## EXCERPT PROVIDED
>>>>>

As many as 150 people attended the Salem commission meeting and public forum on mainstem fishery harvest reforms, where comments were heard on a proposal by ODFW that would continue gillnetting in some areas of the mainstem river.
The harvest reform package, also known as the Kitzhaber plan, is in its final year of transition and was to become fully effective at the beginning of 2017 when all Columbia River mainstem fishing would be allocated to recreational anglers and commercial gillnetters would fish in off-channel select areas, mostly in the lower river and mostly for hatchery chinook and coho salmon.
However, the reform also promised to keep gillnetters economically whole, but the actual plan implementation is lagging in hatchery production of smolts, identifying additional off-channel areas and developing alternative gear that would allow commercial fishers to better target hatchery fish, among other issues.
The Columbia River Fish Management and Reform was a joint Oregon and Washington Policy initially adopted in 2012 and readopted in 2013.
The ODFW staff is proposing to "rebalance" the harvest reform rules by continuing to allow some gillnetting on the mainstem river, and by targeting for harvest more adult hatchery salmon in the lower river below Bonneville Dam, a conservation move to rid the river of more hatchery fall chinook. As a concession, recreational anglers would gain access to Youngs Bay, near Astoria, an area that has been considered off-limits to them, and would be allowed to use barbed hooks in the Willamette River.
Anglers, led by the Coastal Conservation Association, were vocal about the proposed changes at the hearing and wore red CCA hats and badges that said "No Broken Promises."
ODFW is trying to rewrite Senate Bill 830, the legislation that formalized the Kitzhaber plan, Bob Reese of the Association of Northwest Steelheaders told the Commission at its hearing in Salem November 9.
"We're not getting what we paid for, sacrificed for, nor what we were promised," Reese said. "This process feels far from respect."
He reminded the Commission that ODFW is funded through angler and hunter fees and that, at least the anglers, are ready to move on.

<<<<<

## SUPPLIED INFORMATION
>>>>>

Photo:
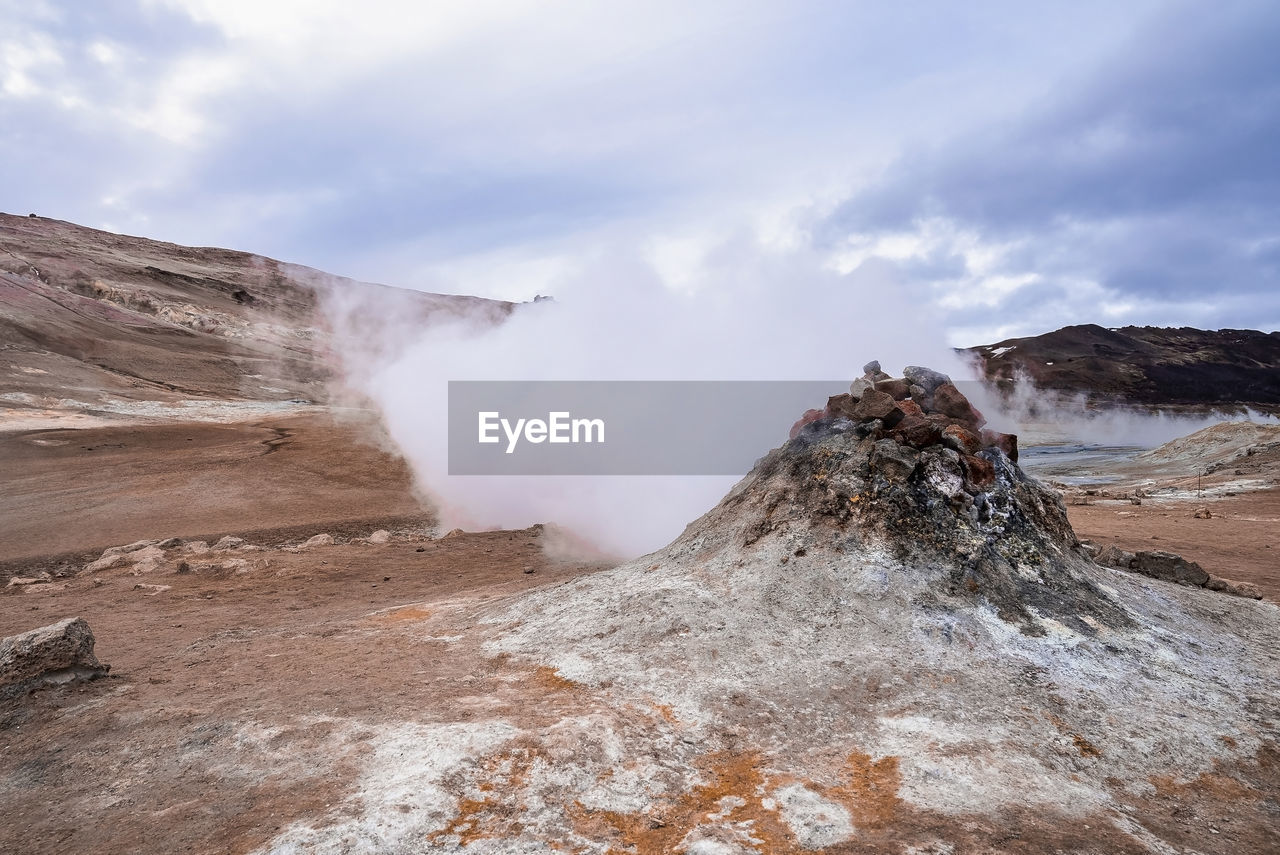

<<<<<

## TASKS TO CARRY OUT
#1 In the fishery article, why does the ODFW staff want to target more adult hatchery salmon for harvest in the lower river below Bonneville Dam?
#2 Extract everything in the fishery article from "The harvest reform package, also" down to "and coho salmon.".

## SOLUTIONS BELOW
#1 The article calls it a conservation move meant to rid the river of more hatchery fall chinook.

#2
The harvest reform package, also known as the Kitzhaber plan, is in its final year of transition and was to become fully effective at the beginning of 2017 when all Columbia River mainstem fishing would be allocated to recreational anglers and commercial gillnetters would fish in off-channel select areas, mostly in the lower river and mostly for hatchery chinook and coho salmon.